[Stored data]
---+---

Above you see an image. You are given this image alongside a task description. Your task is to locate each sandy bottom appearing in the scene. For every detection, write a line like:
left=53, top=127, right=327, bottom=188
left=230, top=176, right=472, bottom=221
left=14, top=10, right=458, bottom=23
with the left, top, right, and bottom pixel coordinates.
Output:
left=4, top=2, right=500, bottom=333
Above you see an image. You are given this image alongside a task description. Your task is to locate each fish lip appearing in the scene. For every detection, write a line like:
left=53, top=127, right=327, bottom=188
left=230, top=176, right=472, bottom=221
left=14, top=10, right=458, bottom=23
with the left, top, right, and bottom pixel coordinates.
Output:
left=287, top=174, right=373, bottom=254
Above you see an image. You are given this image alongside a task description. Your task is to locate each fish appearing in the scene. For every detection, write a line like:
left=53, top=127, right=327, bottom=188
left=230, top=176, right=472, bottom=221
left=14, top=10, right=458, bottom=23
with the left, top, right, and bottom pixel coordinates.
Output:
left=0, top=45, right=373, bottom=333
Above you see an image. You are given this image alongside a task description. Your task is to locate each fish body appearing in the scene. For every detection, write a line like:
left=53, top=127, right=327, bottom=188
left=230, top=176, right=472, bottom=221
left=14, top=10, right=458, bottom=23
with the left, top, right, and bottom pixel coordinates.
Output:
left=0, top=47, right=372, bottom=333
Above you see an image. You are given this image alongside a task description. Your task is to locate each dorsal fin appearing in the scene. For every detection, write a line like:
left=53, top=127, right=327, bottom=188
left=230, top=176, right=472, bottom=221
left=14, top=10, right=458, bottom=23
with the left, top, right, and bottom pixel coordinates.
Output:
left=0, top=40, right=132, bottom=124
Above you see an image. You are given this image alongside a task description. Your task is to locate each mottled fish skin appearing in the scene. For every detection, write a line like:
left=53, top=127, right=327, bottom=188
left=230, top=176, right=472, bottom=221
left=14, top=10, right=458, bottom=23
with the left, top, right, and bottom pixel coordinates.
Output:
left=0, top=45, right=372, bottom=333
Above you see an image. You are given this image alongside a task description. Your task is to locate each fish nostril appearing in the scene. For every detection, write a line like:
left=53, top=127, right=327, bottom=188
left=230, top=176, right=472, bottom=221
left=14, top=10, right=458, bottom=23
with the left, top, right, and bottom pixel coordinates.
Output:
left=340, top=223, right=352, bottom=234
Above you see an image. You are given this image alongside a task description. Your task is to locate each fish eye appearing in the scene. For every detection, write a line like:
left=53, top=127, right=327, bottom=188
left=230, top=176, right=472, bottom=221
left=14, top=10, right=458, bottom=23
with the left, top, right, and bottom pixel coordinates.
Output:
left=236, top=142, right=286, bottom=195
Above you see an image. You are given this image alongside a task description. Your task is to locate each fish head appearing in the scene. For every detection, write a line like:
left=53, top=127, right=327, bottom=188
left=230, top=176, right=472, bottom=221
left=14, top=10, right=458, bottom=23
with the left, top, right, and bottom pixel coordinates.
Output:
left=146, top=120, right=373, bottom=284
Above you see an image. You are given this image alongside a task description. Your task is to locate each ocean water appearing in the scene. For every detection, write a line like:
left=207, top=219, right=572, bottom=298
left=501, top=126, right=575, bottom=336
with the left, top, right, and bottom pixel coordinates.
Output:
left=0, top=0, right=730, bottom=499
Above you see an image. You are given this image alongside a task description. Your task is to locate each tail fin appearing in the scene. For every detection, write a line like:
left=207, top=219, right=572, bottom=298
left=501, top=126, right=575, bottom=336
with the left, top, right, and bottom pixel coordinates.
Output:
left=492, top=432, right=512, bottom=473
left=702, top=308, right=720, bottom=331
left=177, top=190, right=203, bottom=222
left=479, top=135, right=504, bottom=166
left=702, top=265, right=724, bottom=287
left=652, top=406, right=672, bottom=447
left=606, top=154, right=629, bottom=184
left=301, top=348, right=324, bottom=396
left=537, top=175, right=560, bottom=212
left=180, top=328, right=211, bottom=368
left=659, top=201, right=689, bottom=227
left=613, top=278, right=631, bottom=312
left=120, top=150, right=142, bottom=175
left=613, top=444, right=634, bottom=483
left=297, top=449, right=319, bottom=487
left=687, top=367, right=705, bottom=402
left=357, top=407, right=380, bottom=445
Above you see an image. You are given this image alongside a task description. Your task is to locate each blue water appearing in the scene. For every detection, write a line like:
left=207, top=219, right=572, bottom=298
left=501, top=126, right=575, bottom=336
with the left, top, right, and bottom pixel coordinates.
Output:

---+---

(BRIEF): Rewrite all the rows of stored data above as a numbered list, omitting any blank lines.

(REPLY):
1. Above you see an image. You are given this image alongside a task description. Your task is to locate each sandy bottom appearing in the scene. For every detection, write a line like:
2. left=53, top=127, right=327, bottom=188
3. left=230, top=176, right=472, bottom=221
4. left=14, top=10, right=458, bottom=23
5. with the left, top, right, and bottom pixel coordinates.
6. Output:
7. left=4, top=2, right=500, bottom=333
8. Above you see an image. You are given this image alongside a task description. Your task is to locate each fish lip appearing in the scene. For every detection, write a line like:
9. left=53, top=127, right=327, bottom=188
10. left=230, top=176, right=472, bottom=221
11. left=14, top=10, right=458, bottom=23
12. with the left, top, right, and bottom pixel coordinates.
13. Output:
14. left=287, top=174, right=373, bottom=254
15. Above you see an image. You are given this image alongside a task description. Your task is to locate each fish appearing in the scene. For every detection, write a line like:
16. left=53, top=127, right=327, bottom=188
17. left=230, top=176, right=472, bottom=221
18. left=14, top=10, right=458, bottom=23
19. with the left, top, right, and bottom pixel coordinates.
20. Output:
21. left=0, top=45, right=373, bottom=333
22. Above you see an image. You are given this image alongside a task description. Your task is to locate each fish body appearing in the scene. For every detection, write a line like:
23. left=53, top=127, right=327, bottom=188
24. left=230, top=176, right=472, bottom=221
25. left=14, top=10, right=458, bottom=23
26. with the left, top, right, and bottom pixel coordinates.
27. Output:
28. left=0, top=47, right=372, bottom=333
29. Above you see an image. You are given this image alongside a task description. Your task is to locate each dorsal fin appearing in the scene. For every detection, write a line like:
30. left=53, top=127, right=327, bottom=188
31. left=230, top=176, right=472, bottom=221
32. left=14, top=10, right=458, bottom=23
33. with the left, top, right, and bottom pixel coordinates.
34. Output:
35. left=0, top=40, right=132, bottom=124
36. Above you see an image. You are given this image alongside a task description. Your task is to locate each mottled fish skin appearing in the scene. For every detection, write a line like:
37. left=53, top=127, right=327, bottom=188
38. left=230, top=176, right=472, bottom=221
39. left=14, top=10, right=458, bottom=23
40. with the left, top, right, and bottom pixel coordinates.
41. Output:
42. left=0, top=45, right=372, bottom=333
43. Above you see an image. You are given this image alongside a task description. Your task is to locate each fish nostril appearing in the scene. For every detection, write a line like:
44. left=53, top=127, right=327, bottom=188
45. left=230, top=176, right=472, bottom=221
46. left=14, top=10, right=458, bottom=23
47. with the left, top, right, and bottom pixel coordinates.
48. Output:
49. left=340, top=223, right=352, bottom=234
50. Above you see an image. You are given this image alongside a task description. Your task is to locate each fish eye appearing in the scene. For every detection, write a line like:
51. left=53, top=127, right=327, bottom=188
52. left=230, top=176, right=472, bottom=221
53. left=14, top=10, right=458, bottom=23
54. with the left, top, right, and bottom pixel coordinates.
55. Output:
56. left=236, top=142, right=286, bottom=195
57. Above you see an image. You are given this image alongside a task description. Your task is to locate each fish head appearing in the scene. For every detection, write a line like:
58. left=53, top=127, right=327, bottom=188
59. left=230, top=176, right=472, bottom=221
60. left=14, top=10, right=458, bottom=23
61. with the left, top, right, and bottom pixel coordinates.
62. Output:
63. left=146, top=120, right=373, bottom=284
64. Above you see an image. You are given this image alongside a task description. Your task is to locate each ocean water appearing in the scene. For every detection, write a line like:
65. left=207, top=219, right=572, bottom=298
66. left=501, top=126, right=575, bottom=336
67. with the left, top, right, and bottom pixel coordinates.
68. Output:
69. left=0, top=0, right=730, bottom=499
70. Above you see an image. You are given this image alongside a task description. Your task is to locate each tail fin appearing in the scene. For every detection, write a line like:
71. left=207, top=219, right=572, bottom=298
72. left=501, top=126, right=575, bottom=336
73. with the left, top, right, and bottom pixel coordinates.
74. Output:
75. left=492, top=432, right=512, bottom=473
76. left=702, top=308, right=720, bottom=331
77. left=177, top=190, right=203, bottom=222
78. left=479, top=135, right=504, bottom=166
79. left=702, top=265, right=724, bottom=287
80. left=652, top=406, right=672, bottom=447
81. left=606, top=154, right=629, bottom=184
82. left=301, top=348, right=324, bottom=396
83. left=537, top=175, right=560, bottom=212
84. left=180, top=328, right=211, bottom=368
85. left=659, top=201, right=689, bottom=227
86. left=613, top=278, right=631, bottom=312
87. left=120, top=150, right=142, bottom=175
88. left=613, top=444, right=634, bottom=483
89. left=297, top=449, right=319, bottom=487
90. left=687, top=367, right=705, bottom=402
91. left=357, top=407, right=380, bottom=445
92. Above you see an image. You are given this image alongside a task description. Your task is to locate each blue water appearing in the scene. For every detection, write a line like:
93. left=207, top=219, right=572, bottom=298
94. left=501, top=126, right=575, bottom=336
95. with the left, top, right, and bottom pixel coordinates.
96. Output:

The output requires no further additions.